#### [Collection entries]
══════════════════════════════
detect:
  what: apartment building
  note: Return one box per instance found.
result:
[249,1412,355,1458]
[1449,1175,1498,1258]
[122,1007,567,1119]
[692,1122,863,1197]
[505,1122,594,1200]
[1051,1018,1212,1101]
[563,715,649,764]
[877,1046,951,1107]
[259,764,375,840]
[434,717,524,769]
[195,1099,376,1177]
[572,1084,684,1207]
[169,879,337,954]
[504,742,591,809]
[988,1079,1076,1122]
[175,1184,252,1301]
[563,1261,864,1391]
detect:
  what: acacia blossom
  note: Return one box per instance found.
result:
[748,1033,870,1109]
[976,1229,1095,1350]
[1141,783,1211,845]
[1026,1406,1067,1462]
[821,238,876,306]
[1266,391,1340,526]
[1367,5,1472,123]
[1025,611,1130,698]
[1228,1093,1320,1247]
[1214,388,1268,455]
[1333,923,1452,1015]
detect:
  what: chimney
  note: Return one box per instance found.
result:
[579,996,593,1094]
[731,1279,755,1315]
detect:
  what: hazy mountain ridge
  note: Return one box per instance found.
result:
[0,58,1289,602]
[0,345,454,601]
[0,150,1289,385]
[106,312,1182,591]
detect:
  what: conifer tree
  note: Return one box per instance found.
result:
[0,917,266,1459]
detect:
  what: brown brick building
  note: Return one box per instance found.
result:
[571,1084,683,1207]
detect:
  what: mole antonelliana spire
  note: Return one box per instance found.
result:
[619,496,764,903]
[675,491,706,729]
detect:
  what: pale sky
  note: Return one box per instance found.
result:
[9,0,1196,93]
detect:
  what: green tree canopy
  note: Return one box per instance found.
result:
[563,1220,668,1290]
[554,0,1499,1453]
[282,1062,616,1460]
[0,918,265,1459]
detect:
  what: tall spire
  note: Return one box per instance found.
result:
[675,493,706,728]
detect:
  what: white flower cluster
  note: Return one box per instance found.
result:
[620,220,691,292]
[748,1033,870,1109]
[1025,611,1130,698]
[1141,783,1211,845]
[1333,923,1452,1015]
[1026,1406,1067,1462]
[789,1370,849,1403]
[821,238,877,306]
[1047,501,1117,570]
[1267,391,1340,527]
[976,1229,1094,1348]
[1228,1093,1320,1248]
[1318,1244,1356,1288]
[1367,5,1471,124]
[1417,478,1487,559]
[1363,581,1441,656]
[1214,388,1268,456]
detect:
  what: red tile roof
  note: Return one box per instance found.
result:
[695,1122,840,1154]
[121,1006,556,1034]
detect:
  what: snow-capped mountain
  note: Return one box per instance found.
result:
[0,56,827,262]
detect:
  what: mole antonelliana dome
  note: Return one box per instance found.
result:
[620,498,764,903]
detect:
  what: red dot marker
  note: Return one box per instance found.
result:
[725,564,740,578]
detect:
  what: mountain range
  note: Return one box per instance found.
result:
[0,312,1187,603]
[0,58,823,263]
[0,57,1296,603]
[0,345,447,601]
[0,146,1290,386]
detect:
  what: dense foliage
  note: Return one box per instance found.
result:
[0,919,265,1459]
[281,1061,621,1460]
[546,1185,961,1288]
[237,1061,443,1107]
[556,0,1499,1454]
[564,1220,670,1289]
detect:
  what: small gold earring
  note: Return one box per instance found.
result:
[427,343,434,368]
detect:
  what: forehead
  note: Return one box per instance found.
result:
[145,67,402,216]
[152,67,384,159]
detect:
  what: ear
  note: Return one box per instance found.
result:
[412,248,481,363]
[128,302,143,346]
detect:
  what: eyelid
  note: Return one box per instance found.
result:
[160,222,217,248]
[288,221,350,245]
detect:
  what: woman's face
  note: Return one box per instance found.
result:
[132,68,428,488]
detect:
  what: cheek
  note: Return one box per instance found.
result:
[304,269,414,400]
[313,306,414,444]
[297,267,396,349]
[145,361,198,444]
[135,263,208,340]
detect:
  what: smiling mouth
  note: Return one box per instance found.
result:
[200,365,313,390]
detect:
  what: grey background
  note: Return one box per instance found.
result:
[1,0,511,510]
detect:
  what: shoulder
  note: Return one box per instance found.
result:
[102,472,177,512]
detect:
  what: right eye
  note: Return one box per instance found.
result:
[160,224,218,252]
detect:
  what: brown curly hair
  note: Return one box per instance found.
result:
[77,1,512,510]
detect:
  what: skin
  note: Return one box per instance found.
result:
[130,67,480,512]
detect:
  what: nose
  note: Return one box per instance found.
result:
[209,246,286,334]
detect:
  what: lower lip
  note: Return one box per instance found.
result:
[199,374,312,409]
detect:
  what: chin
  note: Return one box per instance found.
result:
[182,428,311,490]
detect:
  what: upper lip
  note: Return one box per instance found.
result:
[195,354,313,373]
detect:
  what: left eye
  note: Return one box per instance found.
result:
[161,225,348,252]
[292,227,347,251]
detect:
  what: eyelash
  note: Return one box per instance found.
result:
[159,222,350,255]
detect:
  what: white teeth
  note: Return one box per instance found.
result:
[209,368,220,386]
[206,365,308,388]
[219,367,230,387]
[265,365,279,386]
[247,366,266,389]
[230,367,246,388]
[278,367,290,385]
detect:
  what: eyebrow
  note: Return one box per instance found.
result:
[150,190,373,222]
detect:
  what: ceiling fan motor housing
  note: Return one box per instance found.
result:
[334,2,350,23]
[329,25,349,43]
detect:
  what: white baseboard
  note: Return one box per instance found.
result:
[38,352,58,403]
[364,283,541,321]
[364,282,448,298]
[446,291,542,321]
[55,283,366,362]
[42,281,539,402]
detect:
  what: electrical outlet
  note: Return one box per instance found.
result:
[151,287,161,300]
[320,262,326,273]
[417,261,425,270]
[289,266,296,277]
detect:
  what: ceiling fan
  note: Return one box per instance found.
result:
══════════════════════════════
#### [Problem to work on]
Report each line of the data in which "building" occurs.

#### [Answer below]
  what: apartment building
  what: brown brick building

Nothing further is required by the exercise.